*** SOURCE DOCUMENT ***

HIGH SageMaker

SageMaker notebook direct internet access

Check ID: aws-sagemaker-002

AWS-SAGEMAKER-002 is an AWS security check performed by cloud-audit, an open-source AWS security scanner. Checks if SageMaker notebook instances have direct internet access disabled. Direct internet access bypasses VPC security controls and network monitoring.

Why it matters

SageMaker notebooks with direct internet access can communicate with any external endpoint, bypassing VPC security groups, NACLs, and network monitoring tools. This creates an unmonitored data exfiltration path - a compromised notebook can upload training datasets, model weights, and AWS credentials to attacker-controlled servers without triggering any VPC flow log alerts. Direct internet access also enables supply chain attacks through pip install from arbitrary PyPI mirrors. Placing notebooks in a VPC with NAT gateway and outbound filtering ensures all traffic is visible to network security tools and can be restricted to approved destinations like PyPI, GitHub, and specific S3 endpoints.

*** GIVEN DATA ***

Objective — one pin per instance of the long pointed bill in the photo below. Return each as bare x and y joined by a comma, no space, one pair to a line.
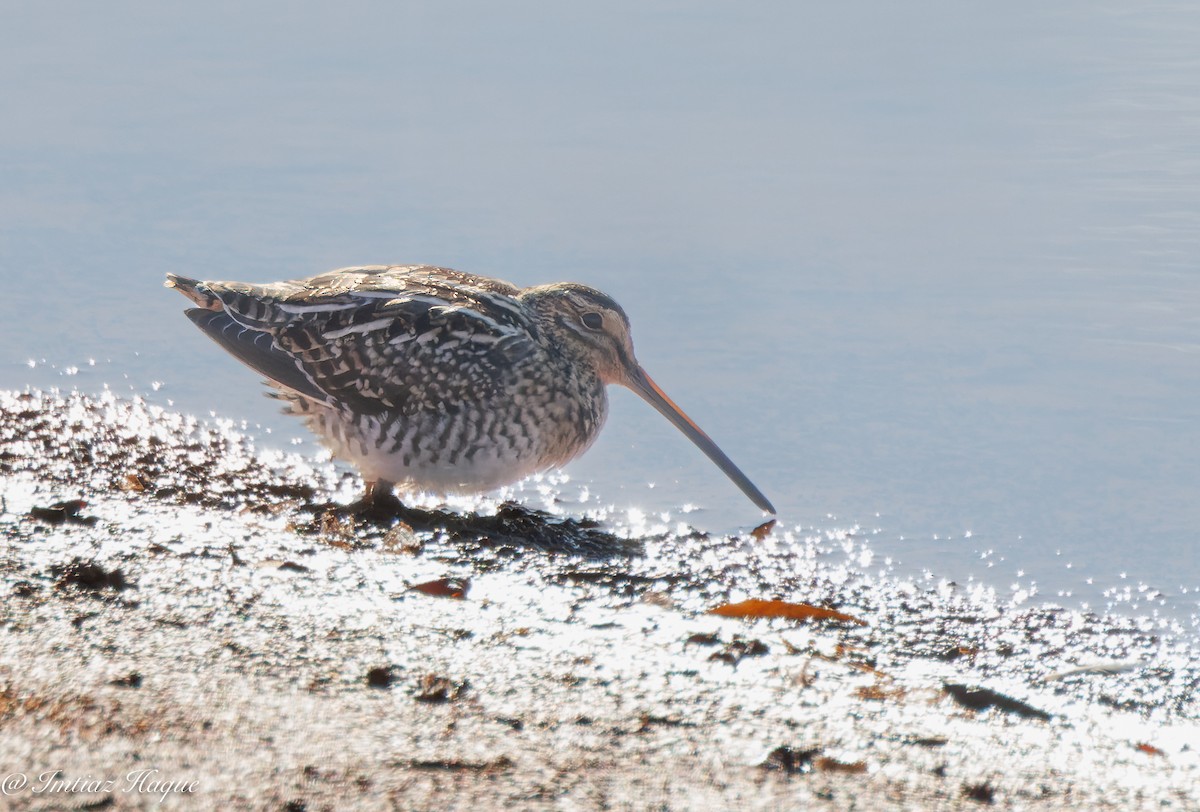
649,391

***

Can you write out, word for word, the part of the SageMaker notebook page that opens with the words containing "SageMaker notebooks with" and closes with "specific S3 endpoints."?

◆ FINAL RESULT
SageMaker notebooks with direct internet access can communicate with any external endpoint, bypassing VPC security groups, NACLs, and network monitoring tools. This creates an unmonitored data exfiltration path - a compromised notebook can upload training datasets, model weights, and AWS credentials to attacker-controlled servers without triggering any VPC flow log alerts. Direct internet access also enables supply chain attacks through pip install from arbitrary PyPI mirrors. Placing notebooks in a VPC with NAT gateway and outbound filtering ensures all traffic is visible to network security tools and can be restricted to approved destinations like PyPI, GitHub, and specific S3 endpoints.